• _Collected data_:
○ ○ ○

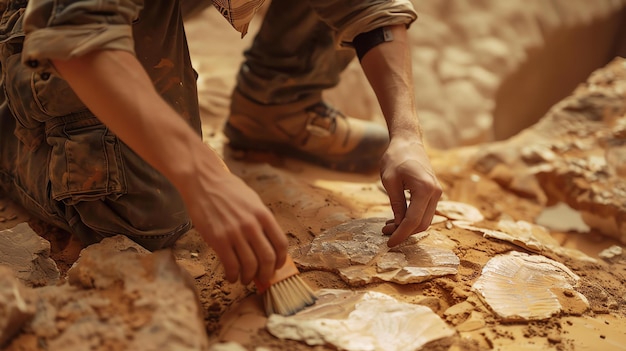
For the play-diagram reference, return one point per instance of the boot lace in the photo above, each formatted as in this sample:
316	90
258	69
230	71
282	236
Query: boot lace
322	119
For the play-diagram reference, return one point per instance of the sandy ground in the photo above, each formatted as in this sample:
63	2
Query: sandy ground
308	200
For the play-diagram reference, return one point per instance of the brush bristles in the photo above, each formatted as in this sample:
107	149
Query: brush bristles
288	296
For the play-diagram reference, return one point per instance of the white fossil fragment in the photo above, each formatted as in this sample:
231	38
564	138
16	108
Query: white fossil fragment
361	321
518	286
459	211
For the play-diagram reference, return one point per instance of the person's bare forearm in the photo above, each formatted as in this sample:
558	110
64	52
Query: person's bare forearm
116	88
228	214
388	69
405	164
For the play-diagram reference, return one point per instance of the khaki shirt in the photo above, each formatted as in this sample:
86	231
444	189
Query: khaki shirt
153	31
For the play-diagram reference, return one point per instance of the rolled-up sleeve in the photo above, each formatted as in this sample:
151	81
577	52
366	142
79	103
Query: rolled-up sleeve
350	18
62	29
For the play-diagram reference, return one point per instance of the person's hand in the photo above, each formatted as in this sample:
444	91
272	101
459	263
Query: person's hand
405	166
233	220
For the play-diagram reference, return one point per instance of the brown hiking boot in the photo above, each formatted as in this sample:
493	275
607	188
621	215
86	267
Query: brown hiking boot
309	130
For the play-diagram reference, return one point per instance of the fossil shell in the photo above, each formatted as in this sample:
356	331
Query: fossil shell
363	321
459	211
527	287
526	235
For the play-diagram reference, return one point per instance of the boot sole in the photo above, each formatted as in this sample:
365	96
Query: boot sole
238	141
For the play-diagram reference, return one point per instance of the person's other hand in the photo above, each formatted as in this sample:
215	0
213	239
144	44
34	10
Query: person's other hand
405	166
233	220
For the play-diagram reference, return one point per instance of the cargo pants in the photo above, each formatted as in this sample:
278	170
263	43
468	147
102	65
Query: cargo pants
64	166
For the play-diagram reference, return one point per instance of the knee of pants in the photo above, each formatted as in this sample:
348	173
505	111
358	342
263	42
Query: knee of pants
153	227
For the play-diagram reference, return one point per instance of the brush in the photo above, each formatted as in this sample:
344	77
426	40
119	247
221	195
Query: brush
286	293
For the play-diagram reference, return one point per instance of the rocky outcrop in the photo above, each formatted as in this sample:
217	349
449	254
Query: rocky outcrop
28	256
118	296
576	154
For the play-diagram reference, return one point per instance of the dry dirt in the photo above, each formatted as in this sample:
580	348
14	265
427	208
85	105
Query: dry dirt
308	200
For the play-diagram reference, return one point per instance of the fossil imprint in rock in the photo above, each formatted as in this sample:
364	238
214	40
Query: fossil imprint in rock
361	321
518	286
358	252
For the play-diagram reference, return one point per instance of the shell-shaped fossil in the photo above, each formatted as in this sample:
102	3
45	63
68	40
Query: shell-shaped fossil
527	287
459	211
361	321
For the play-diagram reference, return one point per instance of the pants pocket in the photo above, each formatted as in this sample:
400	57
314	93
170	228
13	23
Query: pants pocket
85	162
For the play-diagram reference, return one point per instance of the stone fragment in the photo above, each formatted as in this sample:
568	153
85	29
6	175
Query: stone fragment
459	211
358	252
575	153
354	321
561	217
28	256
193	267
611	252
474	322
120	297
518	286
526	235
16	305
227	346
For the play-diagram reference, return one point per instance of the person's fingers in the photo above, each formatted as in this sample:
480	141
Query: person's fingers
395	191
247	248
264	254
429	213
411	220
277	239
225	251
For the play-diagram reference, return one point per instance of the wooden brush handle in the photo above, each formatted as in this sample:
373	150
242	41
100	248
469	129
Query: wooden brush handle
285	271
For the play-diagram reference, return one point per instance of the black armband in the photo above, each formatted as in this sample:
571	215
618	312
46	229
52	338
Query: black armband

○ ○ ○

• _Given task_: Can you set down all the records above word for word, leaving out the pictures?

• _Result of the exercise_:
For the play-diagram reference, return one point per instance of the boot lace in the photo above, each formatted as in this sample:
316	90
258	69
230	71
282	236
Query: boot lace
322	119
For the play-diagram reference, return one point per instance of the sandy ground in the photo above, each formatted as in this sample:
63	2
Query: sandy ground
308	200
For the play-diagram reference, return one point per instance of the brush bristles in the photo above, each formatted as in this sample:
107	149
Query: brush bristles
288	296
For the play-diagram reference, return one point per instance of the white fossil fragment in the photo above, each formatted as in this sample:
231	38
564	138
16	108
Query: white fossil fragment
361	321
518	286
459	211
For the play-diagram reference, return one point per instance of the person's bare forearm in the photo above, each formatted as in this sample:
558	110
64	52
Query: person's bare forearm
116	88
228	214
388	69
405	164
For the play-diagram reference, return one point per instance of the khaki shirt in the photo above, each formatted as in this sample:
86	231
444	189
Query: khaki shirt
153	31
For the play-diagram reference, return one point per instance of the rolled-up sleeve in the photo above, each formatted as in this sample:
151	81
577	52
366	142
79	103
Query: rolled-up sleeve
350	18
62	29
For the play-diagram reference, return one point per instance of the person's hand in the photo above, each formatted as in this sample:
444	91
272	101
459	263
Query: person's hand
405	166
233	220
For the play-diagram reference, return one point per instance of the brown hiking boot in the photo above, each formatted as in this sample:
493	275
607	188
621	215
86	267
Query: brown hiking boot
309	130
For the play-diagram reference, return one point per instance of the fossil shell in the photo above, each formatted as in this sample:
356	331
Query: fossil shell
363	321
459	211
527	287
526	235
For the play-diagram reference, return one point per instance of the boot sole in the photo above, each formatted as in this sample:
365	96
Query: boot sole
238	141
For the play-diagram reference, return one point per instance of the person's other hand in the photo above, each formatted as in this sample:
215	0
213	239
144	44
34	10
Query: person's other hand
405	166
233	220
For the play-diagram reference, return one point per instance of the cargo pants in the photo above, each formatted as in this sample:
278	170
263	43
468	147
102	65
Query: cargo pants
64	166
For the play-diagram reference, return one point per instance of the knee of pants in the photo above, each formatted as in this sample:
348	173
505	111
358	342
263	42
Query: knee of pants
153	227
For the play-diagram reference, return one point per instance of the brush in the photo above, each formatted as in this sample:
344	77
426	40
119	247
221	195
Query: brush
286	293
For the play-diagram reference, return one point per instance of the rocky outcrop in the photo above, each formatted as in this sample:
217	349
449	254
Query: rocky outcrop
28	256
118	296
576	154
For the play-diagram reference, return one point per instance of the dry dirt in the photo above, each formatted as in this sample:
580	348
14	265
427	208
85	105
Query: dry dirt
308	200
For the play-diagram reference, return one point per instance of the fossil imprint in rock in the photo above, each formatted as in this sample:
364	238
214	40
Query: fossil imprint in rock
361	321
518	286
358	252
For the play-diagram reference, return one point per instance of the shell-shaped fossil in the photo above, each formatted as in this sample:
102	3
45	63
68	40
Query: shell-shaped fossil
527	287
459	211
361	321
For the play-diagram reference, return one point per instance of the pants pocket in the photo above, each formatted as in this sample:
400	57
314	93
170	228
13	23
Query: pants pocket
85	162
For the play-diagram reference, return one point per instance of the stone fragment in the photo above, each formatted as in this sample:
568	153
85	29
6	175
Query: stone fragment
459	211
358	252
575	153
354	321
561	217
28	256
193	267
611	252
474	322
120	297
518	286
526	235
16	305
227	346
For the play-diagram reference, return one point per instance of the person's fingers in the photo above, each formatted as in this sample:
480	141
Query: person's fingers
395	191
247	248
264	254
429	213
411	220
277	239
225	251
For the play-diagram reference, return one point per instance of the wooden brush handle in the photo above, each formatted as in this sample:
373	150
242	41
100	248
469	129
Query: wooden brush handle
285	271
For the play-diagram reference, return one point per instance of the black armband in the photo above, each formatted as in this sample:
571	215
618	312
46	229
52	338
Query: black armband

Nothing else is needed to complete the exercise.